:: The request ::
Write out the following lines exactly as they appear, reproducing every one without alteration.

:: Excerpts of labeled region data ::
————————

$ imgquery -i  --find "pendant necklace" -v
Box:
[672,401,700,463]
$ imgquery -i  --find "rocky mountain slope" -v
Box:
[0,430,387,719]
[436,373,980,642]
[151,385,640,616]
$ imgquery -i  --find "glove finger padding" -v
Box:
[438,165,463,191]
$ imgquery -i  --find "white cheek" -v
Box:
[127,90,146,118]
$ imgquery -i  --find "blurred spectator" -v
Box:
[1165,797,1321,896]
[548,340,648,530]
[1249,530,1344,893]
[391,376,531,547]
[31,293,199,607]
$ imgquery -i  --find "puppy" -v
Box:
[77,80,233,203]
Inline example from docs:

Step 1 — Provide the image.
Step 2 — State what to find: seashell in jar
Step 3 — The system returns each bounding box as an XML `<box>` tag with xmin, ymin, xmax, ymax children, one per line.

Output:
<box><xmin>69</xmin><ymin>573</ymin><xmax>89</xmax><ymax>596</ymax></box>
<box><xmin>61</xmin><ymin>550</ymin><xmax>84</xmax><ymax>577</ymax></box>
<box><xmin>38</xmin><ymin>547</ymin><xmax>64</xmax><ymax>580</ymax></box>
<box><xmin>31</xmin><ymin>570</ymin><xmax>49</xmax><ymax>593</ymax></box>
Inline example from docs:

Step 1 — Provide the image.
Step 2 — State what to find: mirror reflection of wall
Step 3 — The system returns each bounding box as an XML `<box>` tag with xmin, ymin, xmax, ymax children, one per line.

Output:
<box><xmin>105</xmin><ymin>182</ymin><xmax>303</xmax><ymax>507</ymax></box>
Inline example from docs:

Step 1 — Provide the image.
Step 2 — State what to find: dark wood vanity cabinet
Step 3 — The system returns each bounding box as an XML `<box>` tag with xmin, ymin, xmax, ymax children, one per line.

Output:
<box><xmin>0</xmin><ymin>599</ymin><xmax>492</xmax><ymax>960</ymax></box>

————————

:: Response ::
$ imgquery -i  --find "pendant necklace" -v
Box:
[672,401,700,463]
$ imgquery -i  --find "rocky mountain slope" -v
Box:
[0,430,387,719]
[436,373,980,642]
[151,385,640,616]
$ imgquery -i  --find "glove finger padding" -v
Box:
[438,165,463,191]
$ imgquery -i  --find "white cheek" -v
Box:
[127,90,146,118]
$ imgquery -i  --find "blurred spectator" -v
Box:
[1165,797,1321,896]
[548,340,648,530]
[1249,530,1344,893]
[391,376,531,547]
[31,293,199,607]
$ imgquery -i  --find "puppy" -v
Box:
[77,80,233,203]
Inline example from docs:

Step 1 — Provide the image.
Step 2 — State what to find: seashell in jar
Step 3 — The system returns each bounding box as an XML `<box>` tag with xmin, ymin, xmax, ymax children, one per line.

Output:
<box><xmin>69</xmin><ymin>573</ymin><xmax>89</xmax><ymax>596</ymax></box>
<box><xmin>61</xmin><ymin>550</ymin><xmax>84</xmax><ymax>577</ymax></box>
<box><xmin>38</xmin><ymin>547</ymin><xmax>64</xmax><ymax>580</ymax></box>
<box><xmin>31</xmin><ymin>570</ymin><xmax>49</xmax><ymax>593</ymax></box>
Inline example from docs:

Step 1 — Provide the image.
Step 2 — State what to find: mirror reflection of wall
Step 3 — The system returns each bounding box as an XML `<box>` tag with xmin, ymin, xmax, ymax children, one per line.

Output:
<box><xmin>105</xmin><ymin>182</ymin><xmax>303</xmax><ymax>507</ymax></box>
Inline example from docs:

Step 1 — Provide the image.
Step 2 — State what to find: dark wood vanity cabinet
Step 3 — The system returns each bounding box as an XML `<box>` tag with xmin, ymin, xmax, ymax children, one per line.

Output:
<box><xmin>0</xmin><ymin>599</ymin><xmax>492</xmax><ymax>960</ymax></box>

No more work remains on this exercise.